◆ Work request
Nothing but the records, copied exactly and stripped of pictures, should be in the answer.

———

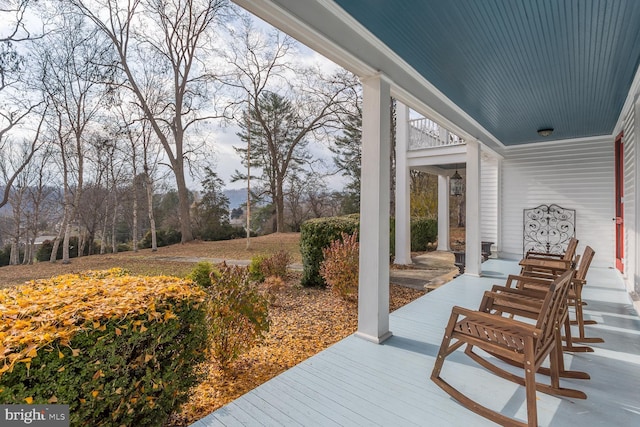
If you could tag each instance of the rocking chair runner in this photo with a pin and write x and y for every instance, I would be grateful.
(525, 300)
(525, 344)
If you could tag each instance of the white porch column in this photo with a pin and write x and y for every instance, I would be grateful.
(373, 293)
(403, 190)
(472, 227)
(443, 213)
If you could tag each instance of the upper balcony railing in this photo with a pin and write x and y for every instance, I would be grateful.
(425, 133)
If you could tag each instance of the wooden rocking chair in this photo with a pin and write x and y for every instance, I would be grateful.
(523, 296)
(575, 298)
(525, 344)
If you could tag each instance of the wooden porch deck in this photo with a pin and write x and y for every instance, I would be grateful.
(357, 383)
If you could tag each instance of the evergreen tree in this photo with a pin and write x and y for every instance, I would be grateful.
(348, 158)
(211, 213)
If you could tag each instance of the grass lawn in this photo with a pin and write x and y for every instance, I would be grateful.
(303, 321)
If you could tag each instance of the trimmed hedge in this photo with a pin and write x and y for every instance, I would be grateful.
(318, 233)
(118, 349)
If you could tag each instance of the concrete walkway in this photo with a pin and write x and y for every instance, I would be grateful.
(428, 271)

———

◆ Answer section
If you could tag each instance of the rocking chair runner in this photo with a pin and write x and y for every instance, I would be grateful.
(525, 300)
(525, 344)
If you could tag each instance of the white porch column in this photo with a pin and write x and y for every instance, I would be grateful.
(373, 293)
(403, 190)
(472, 227)
(443, 213)
If you could tag each instance of the upper balcony railing in this photo with a pin and write x and y for every instance, I would be grateful.
(425, 133)
If you could tag each instance of the wooden rocking chair in this photo with a pin and write x and y for every instance, I would be grateful.
(523, 296)
(575, 298)
(525, 344)
If you could tag each instance of the wooden porch deck in this photo with a pin and write x and y for every instance, I would be grateful.
(357, 383)
If you could tag each instance of the evergreen tree in this photo with a pin and write x and y for every instance, I would be grateful.
(348, 158)
(211, 213)
If you could tag each instance of the grass lawn in this photo with a pin and write x and y for every instance, I would be grateful.
(303, 321)
If you could tag each instance of the trimmed hedge in this photo with a pin and write x and y for every instance, I would be grateful.
(318, 233)
(118, 349)
If you could tag each instance of the concrete walkway in this photo with a pin and write x and y for every instance, I would be grateful.
(428, 271)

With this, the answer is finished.